_Exercise aim_
Starting with the first line and ending with the last, copy the entries word for word.

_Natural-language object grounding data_
* * * * *

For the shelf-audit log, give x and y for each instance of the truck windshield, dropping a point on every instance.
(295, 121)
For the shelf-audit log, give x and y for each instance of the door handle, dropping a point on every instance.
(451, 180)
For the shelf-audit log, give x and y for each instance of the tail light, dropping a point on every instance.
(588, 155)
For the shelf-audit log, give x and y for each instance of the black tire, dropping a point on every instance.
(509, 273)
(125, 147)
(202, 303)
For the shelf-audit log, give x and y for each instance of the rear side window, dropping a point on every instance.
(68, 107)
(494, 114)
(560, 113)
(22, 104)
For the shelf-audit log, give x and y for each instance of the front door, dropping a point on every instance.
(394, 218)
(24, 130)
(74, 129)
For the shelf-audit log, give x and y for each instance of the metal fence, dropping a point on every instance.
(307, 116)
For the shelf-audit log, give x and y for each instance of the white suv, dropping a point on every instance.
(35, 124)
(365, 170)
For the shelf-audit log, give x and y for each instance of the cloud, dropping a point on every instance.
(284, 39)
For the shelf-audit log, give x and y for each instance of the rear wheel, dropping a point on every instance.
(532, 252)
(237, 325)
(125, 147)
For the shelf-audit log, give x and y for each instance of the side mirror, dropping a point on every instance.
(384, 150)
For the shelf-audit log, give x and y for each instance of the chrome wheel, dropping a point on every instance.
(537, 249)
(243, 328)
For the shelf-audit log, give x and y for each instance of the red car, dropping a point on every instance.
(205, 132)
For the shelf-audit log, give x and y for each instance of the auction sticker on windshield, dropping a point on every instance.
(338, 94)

* * * * *

_Result for this task_
For the shelf-audit log, give x and y for each instance of the truck windshield, dropping a point on every instance.
(295, 121)
For the shelf-audit log, give x and y for each instance of the door handle, dropping a point on every instance.
(451, 180)
For the shelf-audit log, give x and y for each instance of the tail light, dropping a point on every instance.
(588, 155)
For the shelf-audit log, give x and y for each instance of the black tire, dropping a point on every instance.
(509, 273)
(125, 147)
(202, 303)
For the shelf-audit log, give x and y for each instance of the rear side window, dropping a point on every instance.
(68, 107)
(494, 114)
(560, 113)
(22, 104)
For the shelf-audit log, give x and y for each instance of the front door, dropping a point on every instance.
(394, 218)
(24, 130)
(74, 129)
For the shelf-audit log, give x and y for each instance of the metal fence, dropping a point on every instance.
(307, 116)
For the shelf-audit log, give x and y for each instance of the white suv, dropping a point on every instance.
(35, 124)
(365, 170)
For the shelf-audit log, give x and y for each instance of the cloud, dropping a point on every instance.
(284, 39)
For the shelf-audit log, give x and y for each instance of the rear wheel, dropping a point on every instance.
(532, 252)
(237, 325)
(125, 147)
For the shelf-audit log, give x and y for each instance of the side mirror, dropping a point on every instance.
(384, 150)
For the shelf-audit log, give x and y for each instance of the chrome wheel, dropping a point on every instance.
(537, 249)
(243, 328)
For the shelf-audit log, give x and y for each instance of the red car, dropping a point on every instance.
(205, 132)
For the shelf-audit log, give x and y for each instance of the auction sticker on windshield, dropping a point on every instance.
(338, 94)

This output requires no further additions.